PROBLEM STATEMENT
Copy the records from the line with "Surveillance review: pinpoint the light" to the line with "Surveillance review: pinpoint the document", both included, and leave out every other line. Shift each bounding-box coordinate in the answers by adding 106 to it, and keep all other text unchanged.

TASK INPUT
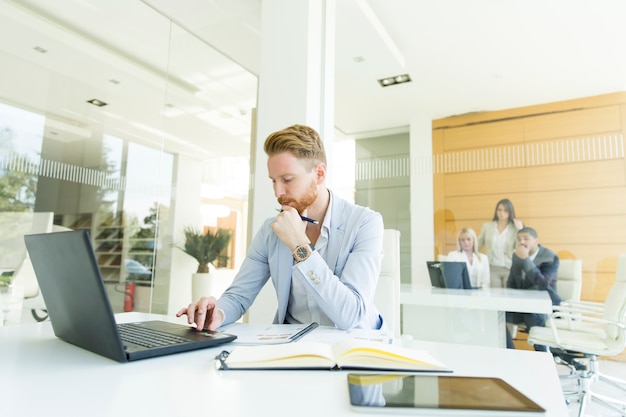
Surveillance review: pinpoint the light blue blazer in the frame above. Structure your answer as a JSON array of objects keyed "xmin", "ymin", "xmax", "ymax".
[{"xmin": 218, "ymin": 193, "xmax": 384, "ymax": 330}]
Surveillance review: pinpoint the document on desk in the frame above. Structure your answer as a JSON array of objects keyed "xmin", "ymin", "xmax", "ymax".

==

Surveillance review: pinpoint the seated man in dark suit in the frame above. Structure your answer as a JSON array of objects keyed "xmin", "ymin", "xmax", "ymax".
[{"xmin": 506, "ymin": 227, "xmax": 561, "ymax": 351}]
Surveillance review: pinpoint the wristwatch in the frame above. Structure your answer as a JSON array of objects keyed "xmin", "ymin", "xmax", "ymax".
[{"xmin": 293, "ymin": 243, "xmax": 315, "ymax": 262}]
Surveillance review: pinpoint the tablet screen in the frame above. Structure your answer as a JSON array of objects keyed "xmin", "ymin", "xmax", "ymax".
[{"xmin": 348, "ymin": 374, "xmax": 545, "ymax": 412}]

EXERCISE SOLUTION
Surveillance review: pinpoint the light blue blazer in the frame above. Structure your answer as a JSON array of objects keyed "xmin", "ymin", "xmax", "ymax".
[{"xmin": 324, "ymin": 299, "xmax": 490, "ymax": 436}]
Surveillance review: pinpoint the document on desk in the frame above. Structure your answer as a JSON array of objects keyed "xmin", "ymin", "xmax", "ymax".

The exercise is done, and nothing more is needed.